── Stored rows
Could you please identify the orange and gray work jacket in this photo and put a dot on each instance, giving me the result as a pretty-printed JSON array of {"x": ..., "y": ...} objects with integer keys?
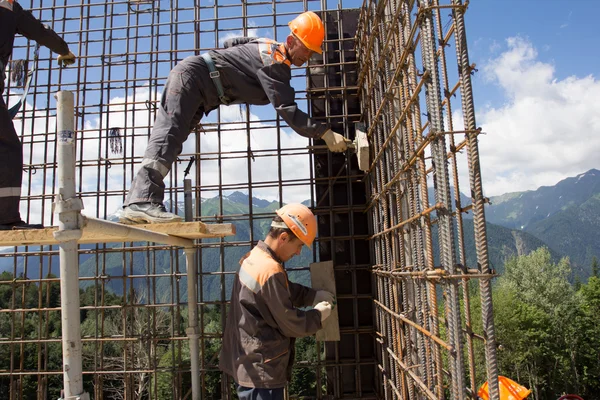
[
  {"x": 258, "y": 71},
  {"x": 263, "y": 322}
]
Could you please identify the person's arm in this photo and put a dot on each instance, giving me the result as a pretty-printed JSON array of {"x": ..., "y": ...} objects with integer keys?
[
  {"x": 302, "y": 296},
  {"x": 291, "y": 321},
  {"x": 275, "y": 80},
  {"x": 33, "y": 29},
  {"x": 235, "y": 41}
]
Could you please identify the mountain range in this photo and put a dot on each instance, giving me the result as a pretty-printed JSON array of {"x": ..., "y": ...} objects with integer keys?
[{"x": 564, "y": 217}]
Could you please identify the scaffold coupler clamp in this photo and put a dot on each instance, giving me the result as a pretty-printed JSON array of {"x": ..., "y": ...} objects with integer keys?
[
  {"x": 67, "y": 210},
  {"x": 82, "y": 396}
]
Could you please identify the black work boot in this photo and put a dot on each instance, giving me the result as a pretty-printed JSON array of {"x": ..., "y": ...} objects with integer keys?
[
  {"x": 19, "y": 225},
  {"x": 147, "y": 213}
]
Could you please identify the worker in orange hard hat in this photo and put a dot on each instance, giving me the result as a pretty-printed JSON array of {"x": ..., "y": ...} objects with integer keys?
[
  {"x": 264, "y": 318},
  {"x": 249, "y": 70}
]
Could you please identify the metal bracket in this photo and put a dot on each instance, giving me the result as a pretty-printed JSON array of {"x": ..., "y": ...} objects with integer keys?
[{"x": 73, "y": 204}]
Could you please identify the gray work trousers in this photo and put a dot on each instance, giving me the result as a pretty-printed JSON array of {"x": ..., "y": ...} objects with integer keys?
[
  {"x": 181, "y": 107},
  {"x": 11, "y": 166}
]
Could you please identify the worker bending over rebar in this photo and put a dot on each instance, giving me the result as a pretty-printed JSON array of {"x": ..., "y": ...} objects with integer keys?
[
  {"x": 13, "y": 20},
  {"x": 263, "y": 320},
  {"x": 248, "y": 70}
]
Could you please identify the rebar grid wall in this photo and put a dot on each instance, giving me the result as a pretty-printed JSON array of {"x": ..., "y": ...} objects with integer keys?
[
  {"x": 247, "y": 163},
  {"x": 415, "y": 84}
]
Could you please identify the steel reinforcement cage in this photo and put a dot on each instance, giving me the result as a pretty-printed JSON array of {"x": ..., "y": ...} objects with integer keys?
[{"x": 411, "y": 324}]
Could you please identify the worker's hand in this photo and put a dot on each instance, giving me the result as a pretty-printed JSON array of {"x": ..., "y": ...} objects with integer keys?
[
  {"x": 67, "y": 60},
  {"x": 335, "y": 142},
  {"x": 324, "y": 295},
  {"x": 325, "y": 310}
]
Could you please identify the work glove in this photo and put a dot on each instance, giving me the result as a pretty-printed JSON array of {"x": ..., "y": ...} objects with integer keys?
[
  {"x": 324, "y": 295},
  {"x": 67, "y": 60},
  {"x": 335, "y": 142},
  {"x": 325, "y": 309}
]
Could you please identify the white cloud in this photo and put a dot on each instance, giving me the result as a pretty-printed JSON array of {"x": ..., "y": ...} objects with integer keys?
[{"x": 547, "y": 130}]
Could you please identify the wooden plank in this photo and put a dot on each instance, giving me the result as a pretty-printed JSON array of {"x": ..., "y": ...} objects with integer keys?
[
  {"x": 187, "y": 230},
  {"x": 323, "y": 278}
]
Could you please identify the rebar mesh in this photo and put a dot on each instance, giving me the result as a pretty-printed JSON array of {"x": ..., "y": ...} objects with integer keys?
[{"x": 423, "y": 307}]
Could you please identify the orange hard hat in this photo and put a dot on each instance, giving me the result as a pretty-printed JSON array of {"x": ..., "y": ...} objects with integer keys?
[
  {"x": 301, "y": 221},
  {"x": 309, "y": 28},
  {"x": 509, "y": 390}
]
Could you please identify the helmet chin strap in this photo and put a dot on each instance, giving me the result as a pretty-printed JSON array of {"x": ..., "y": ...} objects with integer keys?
[{"x": 282, "y": 225}]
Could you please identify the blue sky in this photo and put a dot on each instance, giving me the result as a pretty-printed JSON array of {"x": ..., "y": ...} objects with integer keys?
[
  {"x": 537, "y": 90},
  {"x": 564, "y": 32}
]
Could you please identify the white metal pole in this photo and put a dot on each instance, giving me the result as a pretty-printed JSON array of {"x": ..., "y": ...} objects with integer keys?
[
  {"x": 192, "y": 330},
  {"x": 68, "y": 208}
]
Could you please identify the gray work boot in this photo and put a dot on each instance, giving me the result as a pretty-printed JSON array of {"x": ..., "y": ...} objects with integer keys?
[
  {"x": 147, "y": 213},
  {"x": 19, "y": 225}
]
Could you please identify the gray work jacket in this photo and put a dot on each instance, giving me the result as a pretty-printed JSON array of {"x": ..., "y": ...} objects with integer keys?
[
  {"x": 257, "y": 71},
  {"x": 263, "y": 322}
]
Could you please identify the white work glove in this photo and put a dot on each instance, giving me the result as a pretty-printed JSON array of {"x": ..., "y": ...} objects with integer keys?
[
  {"x": 335, "y": 142},
  {"x": 324, "y": 295},
  {"x": 67, "y": 60},
  {"x": 325, "y": 310}
]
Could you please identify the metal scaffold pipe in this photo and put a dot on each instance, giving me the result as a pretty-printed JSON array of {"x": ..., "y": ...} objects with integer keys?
[
  {"x": 192, "y": 279},
  {"x": 68, "y": 208}
]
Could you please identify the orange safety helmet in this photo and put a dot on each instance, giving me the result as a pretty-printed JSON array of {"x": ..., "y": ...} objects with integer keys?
[
  {"x": 301, "y": 221},
  {"x": 509, "y": 390},
  {"x": 309, "y": 28}
]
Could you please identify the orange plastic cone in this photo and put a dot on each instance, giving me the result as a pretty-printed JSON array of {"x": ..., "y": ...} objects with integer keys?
[{"x": 509, "y": 390}]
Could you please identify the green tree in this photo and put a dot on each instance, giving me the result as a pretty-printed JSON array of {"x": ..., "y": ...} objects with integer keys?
[
  {"x": 595, "y": 267},
  {"x": 536, "y": 313}
]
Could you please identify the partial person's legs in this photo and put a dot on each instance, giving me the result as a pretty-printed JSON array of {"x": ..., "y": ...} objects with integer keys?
[
  {"x": 180, "y": 110},
  {"x": 11, "y": 173},
  {"x": 246, "y": 393}
]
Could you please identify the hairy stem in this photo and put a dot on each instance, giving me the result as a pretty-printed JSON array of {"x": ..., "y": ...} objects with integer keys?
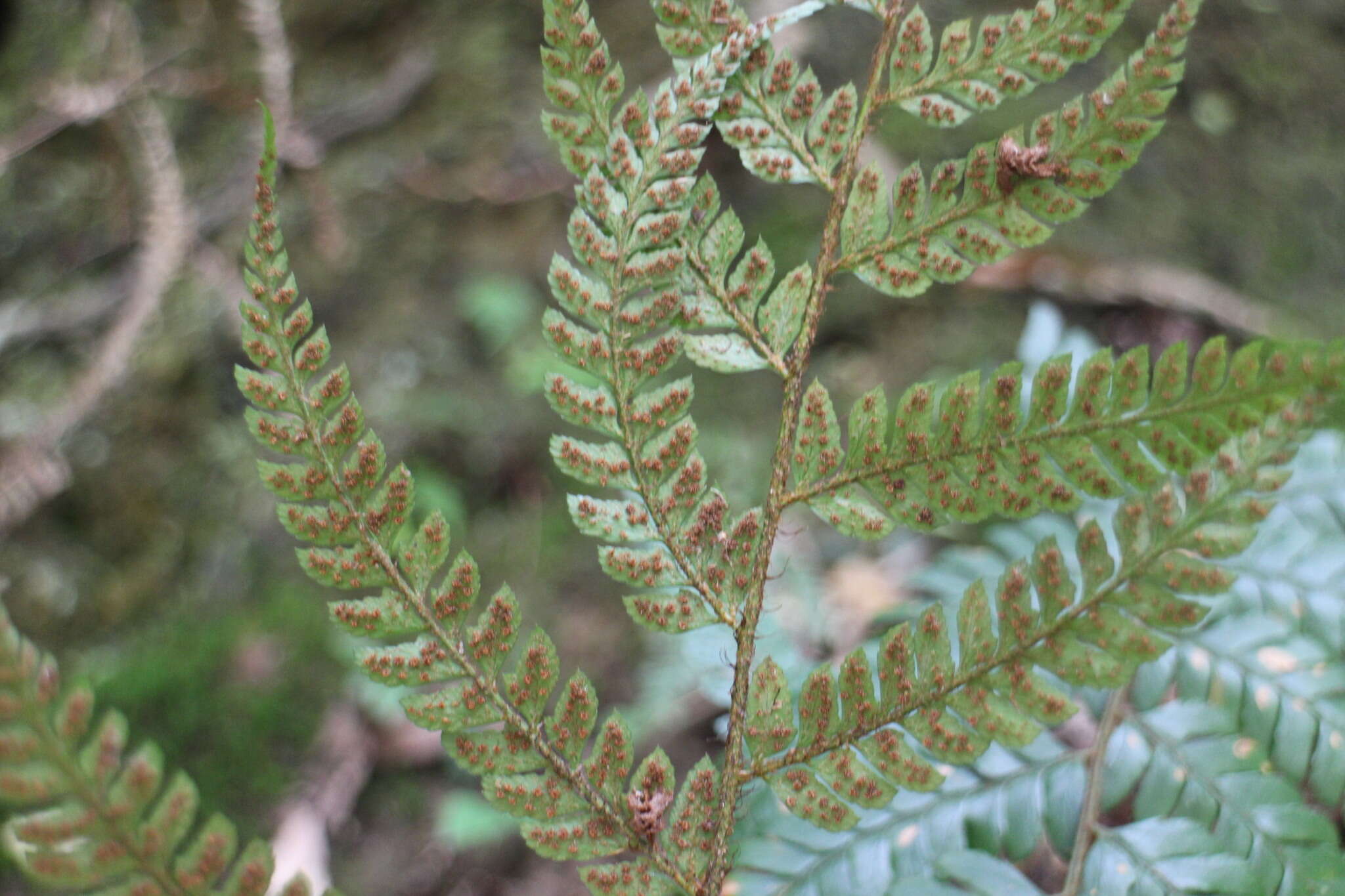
[
  {"x": 1093, "y": 793},
  {"x": 735, "y": 754}
]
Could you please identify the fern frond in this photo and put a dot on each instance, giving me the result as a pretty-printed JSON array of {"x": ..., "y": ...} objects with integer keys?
[
  {"x": 956, "y": 702},
  {"x": 1285, "y": 691},
  {"x": 1189, "y": 761},
  {"x": 969, "y": 872},
  {"x": 93, "y": 816},
  {"x": 1168, "y": 856},
  {"x": 785, "y": 125},
  {"x": 1003, "y": 196},
  {"x": 967, "y": 450},
  {"x": 721, "y": 291},
  {"x": 577, "y": 801},
  {"x": 669, "y": 532},
  {"x": 1002, "y": 803},
  {"x": 1005, "y": 58}
]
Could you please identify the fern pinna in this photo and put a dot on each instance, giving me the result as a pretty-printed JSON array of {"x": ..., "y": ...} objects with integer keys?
[{"x": 658, "y": 272}]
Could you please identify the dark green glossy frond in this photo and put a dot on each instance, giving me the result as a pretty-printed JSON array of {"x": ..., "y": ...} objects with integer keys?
[{"x": 957, "y": 687}]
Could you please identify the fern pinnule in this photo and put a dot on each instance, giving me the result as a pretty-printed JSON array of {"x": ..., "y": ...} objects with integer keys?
[
  {"x": 969, "y": 449},
  {"x": 1006, "y": 58},
  {"x": 670, "y": 534},
  {"x": 93, "y": 816},
  {"x": 978, "y": 210}
]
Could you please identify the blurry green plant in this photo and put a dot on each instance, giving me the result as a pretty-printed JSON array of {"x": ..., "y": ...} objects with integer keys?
[{"x": 1189, "y": 452}]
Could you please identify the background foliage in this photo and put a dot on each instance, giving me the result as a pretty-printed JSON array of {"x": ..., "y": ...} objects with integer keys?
[{"x": 426, "y": 236}]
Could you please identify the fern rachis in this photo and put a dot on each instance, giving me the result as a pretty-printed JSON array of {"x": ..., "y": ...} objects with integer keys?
[{"x": 1192, "y": 453}]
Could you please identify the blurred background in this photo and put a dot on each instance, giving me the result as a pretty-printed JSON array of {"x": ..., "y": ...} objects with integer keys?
[{"x": 422, "y": 206}]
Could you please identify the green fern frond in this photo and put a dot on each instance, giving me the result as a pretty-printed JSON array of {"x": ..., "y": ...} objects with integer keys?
[
  {"x": 969, "y": 450},
  {"x": 1006, "y": 58},
  {"x": 579, "y": 801},
  {"x": 786, "y": 128},
  {"x": 669, "y": 534},
  {"x": 956, "y": 702},
  {"x": 1005, "y": 196},
  {"x": 1002, "y": 803},
  {"x": 1285, "y": 691},
  {"x": 93, "y": 816},
  {"x": 969, "y": 872},
  {"x": 721, "y": 291},
  {"x": 1191, "y": 761},
  {"x": 1168, "y": 856}
]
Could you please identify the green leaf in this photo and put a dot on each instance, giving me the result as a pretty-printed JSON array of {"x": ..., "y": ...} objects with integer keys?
[
  {"x": 970, "y": 454},
  {"x": 724, "y": 352},
  {"x": 956, "y": 706},
  {"x": 1005, "y": 58},
  {"x": 979, "y": 210}
]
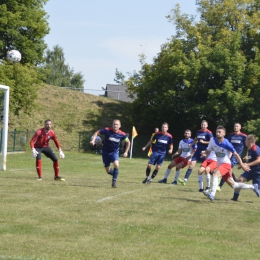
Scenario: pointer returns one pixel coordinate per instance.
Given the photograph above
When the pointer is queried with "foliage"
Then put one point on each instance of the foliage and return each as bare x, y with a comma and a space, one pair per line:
60, 74
23, 26
208, 70
24, 82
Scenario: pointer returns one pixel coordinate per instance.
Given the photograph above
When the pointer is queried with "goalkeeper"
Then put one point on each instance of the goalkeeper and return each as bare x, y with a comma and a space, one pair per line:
40, 144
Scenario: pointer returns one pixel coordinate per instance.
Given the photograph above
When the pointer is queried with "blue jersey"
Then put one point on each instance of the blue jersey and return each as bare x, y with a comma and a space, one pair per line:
112, 140
253, 154
238, 141
161, 142
205, 136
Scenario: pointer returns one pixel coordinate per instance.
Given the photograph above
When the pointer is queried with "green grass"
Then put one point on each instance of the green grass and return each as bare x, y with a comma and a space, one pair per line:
84, 218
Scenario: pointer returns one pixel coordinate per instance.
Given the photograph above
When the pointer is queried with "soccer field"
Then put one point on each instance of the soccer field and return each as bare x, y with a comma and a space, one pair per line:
84, 218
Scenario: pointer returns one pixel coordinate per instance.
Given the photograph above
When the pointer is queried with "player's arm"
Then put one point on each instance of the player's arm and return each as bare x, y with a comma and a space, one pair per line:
148, 144
92, 142
245, 167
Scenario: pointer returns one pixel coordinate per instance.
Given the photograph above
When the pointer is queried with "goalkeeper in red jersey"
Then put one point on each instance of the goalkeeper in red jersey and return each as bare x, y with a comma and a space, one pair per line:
40, 144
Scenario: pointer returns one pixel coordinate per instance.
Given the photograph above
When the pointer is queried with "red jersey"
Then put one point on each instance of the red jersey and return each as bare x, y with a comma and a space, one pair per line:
41, 139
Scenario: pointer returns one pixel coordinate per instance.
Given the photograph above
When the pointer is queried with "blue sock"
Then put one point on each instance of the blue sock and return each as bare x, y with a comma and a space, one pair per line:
188, 173
115, 174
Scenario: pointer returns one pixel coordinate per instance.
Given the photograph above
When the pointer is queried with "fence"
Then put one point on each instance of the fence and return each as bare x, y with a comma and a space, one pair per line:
139, 142
18, 140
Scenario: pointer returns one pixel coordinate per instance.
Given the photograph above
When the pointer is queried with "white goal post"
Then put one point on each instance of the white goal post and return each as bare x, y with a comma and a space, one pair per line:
5, 126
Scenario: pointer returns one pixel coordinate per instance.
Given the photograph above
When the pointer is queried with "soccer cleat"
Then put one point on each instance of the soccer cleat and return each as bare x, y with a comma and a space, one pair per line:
182, 181
145, 180
149, 181
163, 181
59, 178
256, 190
114, 184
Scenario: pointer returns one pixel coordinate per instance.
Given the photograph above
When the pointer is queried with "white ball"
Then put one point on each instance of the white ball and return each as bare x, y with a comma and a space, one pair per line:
14, 56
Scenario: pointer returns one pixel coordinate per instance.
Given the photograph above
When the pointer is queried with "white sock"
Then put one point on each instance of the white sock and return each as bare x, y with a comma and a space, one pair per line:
208, 179
241, 185
200, 181
214, 186
177, 174
168, 171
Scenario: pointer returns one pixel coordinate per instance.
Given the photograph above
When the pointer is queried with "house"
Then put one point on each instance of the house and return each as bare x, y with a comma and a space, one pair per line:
117, 92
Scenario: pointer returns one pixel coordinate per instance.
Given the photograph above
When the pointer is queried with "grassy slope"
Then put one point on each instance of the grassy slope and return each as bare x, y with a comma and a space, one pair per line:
71, 112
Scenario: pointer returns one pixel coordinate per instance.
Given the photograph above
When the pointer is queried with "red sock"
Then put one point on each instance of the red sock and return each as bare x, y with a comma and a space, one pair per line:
39, 167
56, 168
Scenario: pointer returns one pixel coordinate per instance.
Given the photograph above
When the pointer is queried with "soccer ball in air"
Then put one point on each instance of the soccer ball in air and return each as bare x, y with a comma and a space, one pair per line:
14, 56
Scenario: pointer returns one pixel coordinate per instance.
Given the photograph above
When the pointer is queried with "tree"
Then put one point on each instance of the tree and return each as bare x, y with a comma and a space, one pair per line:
208, 70
23, 26
60, 74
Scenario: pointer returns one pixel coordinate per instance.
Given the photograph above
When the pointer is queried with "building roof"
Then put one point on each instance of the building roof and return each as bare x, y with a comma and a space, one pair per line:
117, 92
────
### [Work to be completed]
Collect every line of the entries above that contains the string "helmet", and copy each one in full.

### [Task solution]
Could you please identify the helmet chin strap in this photo and put a dot on each instance, giving me the result as a pretty-printed JSON array of {"x": ..., "y": ...} objects with integer keys?
Could you please identify the orange safety helmet in this photo and put a dot on each instance, giving me the result as a pretty-printed JSON array of {"x": ..., "y": ...} objects with integer keys?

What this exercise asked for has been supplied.